## Given problem A
Can you repeat the part of the conference account that begins at the words "These year's lineup" and stops after "of ArcelorMittal USA.", word for word?
## Given problem B
Could you reproduce the rows character for character, beginning at the line that has "In the photo below, where can the backpack" and stopping after the line that has "column 188, row 411", with both of those lines included?
--- start of Passage shown ---
I had the pleasure of attending the 63rd Annual Indiana University Business Conference put on by our very own Kelley School. This was my second time attending the conference and I was a little concerned that this year's event wouldn't live up to my expectations after last year's great event that featured presentations by the CEO's of FedEx Corporation, Simon Property Management, The Indianapolis Motor Speedway, and Langham Logistics as well as Indiana University President Michael McRobbie and Indiana Governor Mitch Daniels - but it did.
At first blush, this year's speakers didn't jump out at me as the same level of "household names" as before. However, that doesn't mean that they (and their companies) weren't impressive or didn't provide equal or greater value to those of us in attendance - they certainly did.
These year's lineup included Susan Dentzer, Editor-in-Chief of Health Affairs, Bill McKibben, Environmentalist, Amory Lovins, Co-founder and Chief Scientist of the Rocky Mountain Institute, Michael Evans, Founder and President of AIT Laboratories, Douglas Lattner, Chairman and CEO of Deloitte Consulting and Michael Rippey, President of ArcelorMittal USA.
The moderator and keynote speaker was New York Times Columnist David Brooks (who is a household name, despite what I mentioned earlier) was amusing, informative and insightful in his discussion of political leadership in the midst of this economic crisis. He offered behind-the-scenes stories and personal impressions of both President Obama and the second President Bush that put into perspective how I view those in power.
--- end of Passage shown ---
--- start of Given data ---
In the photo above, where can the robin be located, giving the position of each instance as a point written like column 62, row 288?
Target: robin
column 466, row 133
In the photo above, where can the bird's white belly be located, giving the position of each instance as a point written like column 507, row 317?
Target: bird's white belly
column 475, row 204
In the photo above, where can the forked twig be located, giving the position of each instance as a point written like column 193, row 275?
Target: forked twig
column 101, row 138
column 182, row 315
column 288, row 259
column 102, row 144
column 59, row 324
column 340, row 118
--- end of Given data ---
--- start of Given data ---
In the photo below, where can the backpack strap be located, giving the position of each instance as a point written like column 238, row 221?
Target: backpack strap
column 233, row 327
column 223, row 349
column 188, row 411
--- end of Given data ---
--- start of Given data ---
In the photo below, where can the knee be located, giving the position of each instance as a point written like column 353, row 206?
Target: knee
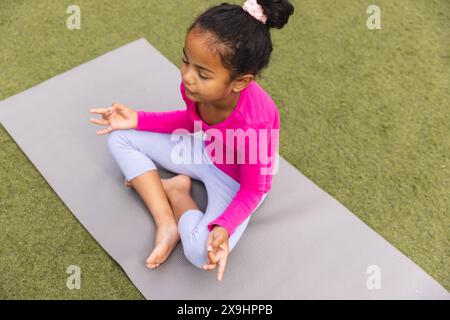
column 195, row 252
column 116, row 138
--- end of Given data ---
## Written response A
These year's lineup included Susan Dentzer, Editor-in-Chief of Health Affairs, Bill McKibben, Environmentalist, Amory Lovins, Co-founder and Chief Scientist of the Rocky Mountain Institute, Michael Evans, Founder and President of AIT Laboratories, Douglas Lattner, Chairman and CEO of Deloitte Consulting and Michael Rippey, President of ArcelorMittal USA.

## Written response B
In the photo below, where can the backpack strap be located, giving the position of each instance as a point written like column 238, row 221?
Target: backpack strap
column 233, row 327
column 223, row 349
column 188, row 411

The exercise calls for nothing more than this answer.